▶ **Aim**: Which lines in the items below contain the word "Target", with case counting? Copy out every such line.

▶ **Extracted records**:

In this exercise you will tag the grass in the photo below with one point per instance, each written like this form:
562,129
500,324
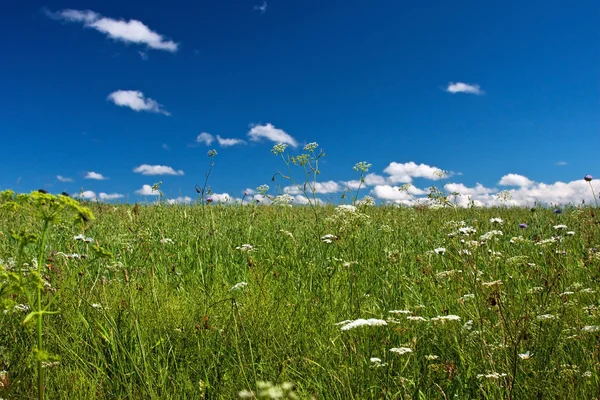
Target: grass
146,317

--

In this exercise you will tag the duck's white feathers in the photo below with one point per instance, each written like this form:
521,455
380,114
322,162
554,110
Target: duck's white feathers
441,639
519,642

---

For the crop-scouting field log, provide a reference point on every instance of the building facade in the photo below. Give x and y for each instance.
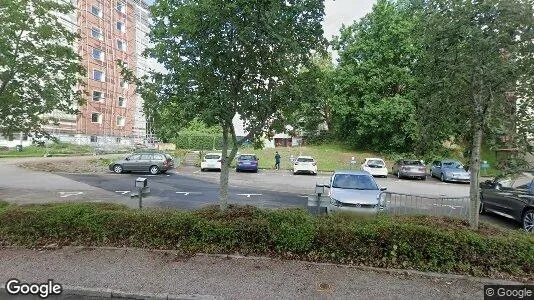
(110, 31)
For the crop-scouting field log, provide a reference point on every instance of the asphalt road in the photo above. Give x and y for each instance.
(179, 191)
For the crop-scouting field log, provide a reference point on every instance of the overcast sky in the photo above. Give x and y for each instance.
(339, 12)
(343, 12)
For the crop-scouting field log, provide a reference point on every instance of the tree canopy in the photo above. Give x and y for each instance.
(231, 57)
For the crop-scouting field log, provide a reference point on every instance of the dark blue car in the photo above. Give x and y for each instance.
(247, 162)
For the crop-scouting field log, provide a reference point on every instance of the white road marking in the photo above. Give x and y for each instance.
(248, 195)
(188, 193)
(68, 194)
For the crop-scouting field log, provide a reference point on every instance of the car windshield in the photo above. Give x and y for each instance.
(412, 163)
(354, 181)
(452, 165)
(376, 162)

▶ **Reply**:
Target: grass
Target: duck's white feathers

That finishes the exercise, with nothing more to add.